# EXERCISE BRIEF
Write the data out again in full, with no departure from the original.
===== DATA EXCERPTS =====
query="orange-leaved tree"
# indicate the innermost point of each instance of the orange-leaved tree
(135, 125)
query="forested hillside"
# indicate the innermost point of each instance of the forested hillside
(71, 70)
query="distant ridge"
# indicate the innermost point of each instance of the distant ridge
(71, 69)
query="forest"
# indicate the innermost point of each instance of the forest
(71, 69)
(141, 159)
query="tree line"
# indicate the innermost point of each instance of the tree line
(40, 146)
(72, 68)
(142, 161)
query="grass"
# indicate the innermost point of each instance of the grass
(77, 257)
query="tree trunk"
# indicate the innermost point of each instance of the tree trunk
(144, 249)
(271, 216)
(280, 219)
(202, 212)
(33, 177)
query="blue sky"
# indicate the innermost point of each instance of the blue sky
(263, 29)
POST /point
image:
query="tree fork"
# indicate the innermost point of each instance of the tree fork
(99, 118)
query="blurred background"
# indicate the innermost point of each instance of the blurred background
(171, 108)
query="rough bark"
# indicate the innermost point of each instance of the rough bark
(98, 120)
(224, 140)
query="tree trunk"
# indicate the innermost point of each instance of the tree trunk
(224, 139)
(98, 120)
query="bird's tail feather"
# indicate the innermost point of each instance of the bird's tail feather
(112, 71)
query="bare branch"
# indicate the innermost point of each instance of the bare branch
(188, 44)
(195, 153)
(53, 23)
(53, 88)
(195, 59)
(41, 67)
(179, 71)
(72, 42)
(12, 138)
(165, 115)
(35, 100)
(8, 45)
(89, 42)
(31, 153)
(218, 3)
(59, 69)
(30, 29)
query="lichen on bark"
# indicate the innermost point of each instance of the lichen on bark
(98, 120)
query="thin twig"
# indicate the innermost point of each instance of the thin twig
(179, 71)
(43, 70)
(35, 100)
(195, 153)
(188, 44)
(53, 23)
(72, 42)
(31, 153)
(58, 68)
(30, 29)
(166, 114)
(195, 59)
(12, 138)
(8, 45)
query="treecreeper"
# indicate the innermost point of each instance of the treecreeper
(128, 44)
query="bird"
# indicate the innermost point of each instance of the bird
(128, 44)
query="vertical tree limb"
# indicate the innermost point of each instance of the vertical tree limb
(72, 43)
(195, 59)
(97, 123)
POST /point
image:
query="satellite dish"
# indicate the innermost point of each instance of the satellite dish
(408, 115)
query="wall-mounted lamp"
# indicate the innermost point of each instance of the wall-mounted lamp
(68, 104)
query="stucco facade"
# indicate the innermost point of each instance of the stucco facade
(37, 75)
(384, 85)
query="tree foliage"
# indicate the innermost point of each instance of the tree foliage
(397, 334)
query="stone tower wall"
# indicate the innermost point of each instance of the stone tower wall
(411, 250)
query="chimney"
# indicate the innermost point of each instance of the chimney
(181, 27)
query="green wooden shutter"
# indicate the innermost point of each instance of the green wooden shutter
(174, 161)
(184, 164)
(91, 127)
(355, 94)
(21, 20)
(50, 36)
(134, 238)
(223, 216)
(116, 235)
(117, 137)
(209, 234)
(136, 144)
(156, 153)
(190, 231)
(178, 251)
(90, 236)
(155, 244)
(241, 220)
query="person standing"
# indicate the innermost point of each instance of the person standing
=====
# FINAL ANSWER
query="orange-leaved tree"
# indicate the innermost point of each instance of the orange-leaved tree
(135, 125)
query="forested hillside"
# indicate the innermost point of each instance of the forested hillside
(71, 70)
query="distant ridge"
# indicate the innermost point of each instance of the distant ridge
(71, 69)
query="forest"
# indicate the innermost point of each instance of the forest
(71, 69)
(141, 159)
query="tree line"
# indicate the innermost point of each instance of the tree line
(40, 146)
(72, 68)
(142, 161)
query="grass"
# indicate the innermost point of each instance of the grass
(77, 257)
query="tree trunk"
# indicate the innermost point of each instance of the tree trunk
(144, 249)
(271, 216)
(280, 219)
(202, 212)
(33, 177)
query="blue sky"
# indicate the innermost point of each instance of the blue sky
(263, 29)
POST /point
image:
query="tree fork"
# indicate the innermost point of each instance of the tree fork
(99, 118)
query="blurred background"
# indicate the innermost point of each instance of the blurred background
(171, 108)
query="rough bark"
# indicate the innermost point of each instance of the rough bark
(98, 120)
(224, 140)
query="tree trunk"
# indicate the innermost point of each instance of the tree trunk
(224, 139)
(98, 120)
query="bird's tail feather"
# indicate the innermost point of each instance of the bird's tail feather
(112, 71)
query="bare branch"
# indicate the innermost point of each instance of the bare branch
(188, 44)
(195, 153)
(53, 23)
(53, 88)
(195, 59)
(41, 67)
(179, 71)
(72, 42)
(12, 138)
(165, 115)
(35, 100)
(8, 45)
(89, 42)
(31, 153)
(218, 3)
(59, 69)
(30, 29)
query="lichen on bark"
# indicate the innermost point of each instance of the lichen on bark
(98, 120)
query="thin twig"
# indicate the innermost point of each instance of the thin twig
(179, 71)
(43, 70)
(35, 100)
(195, 153)
(188, 44)
(53, 23)
(72, 42)
(31, 153)
(58, 68)
(30, 29)
(166, 114)
(195, 59)
(12, 138)
(8, 45)
query="treecreeper"
# indicate the innermost point of each instance of the treecreeper
(128, 44)
query="bird"
# indicate the innermost point of each instance of the bird
(128, 44)
query="vertical tree limb"
# indicate the innermost point of each instance of the vertical tree limb
(72, 43)
(195, 59)
(97, 123)
POST /point
image:
query="satellite dish"
# indicate the innermost point of each instance of the satellite dish
(408, 115)
query="wall-mounted lamp"
# indicate the innermost point of each instance of the wall-mounted lamp
(68, 104)
query="stucco facade"
# indicate the innermost point of each instance of the stucco facade
(37, 75)
(384, 85)
query="tree foliage"
# indicate the innermost point of each instance of the tree foliage
(397, 334)
query="stone tower wall"
# indicate the innermost point of each instance of the stone tower wall
(411, 250)
query="chimney"
# indicate the innermost point of each instance of the chimney
(181, 27)
query="green wooden shutter"
# indicate the innermost point of each instance of the green wooden shutter
(174, 161)
(184, 164)
(91, 127)
(355, 94)
(21, 20)
(50, 36)
(134, 238)
(223, 216)
(116, 235)
(117, 137)
(209, 234)
(136, 144)
(156, 153)
(190, 231)
(178, 251)
(90, 236)
(155, 244)
(241, 220)
query="person standing"
# indicate the innermost point of each instance of the person standing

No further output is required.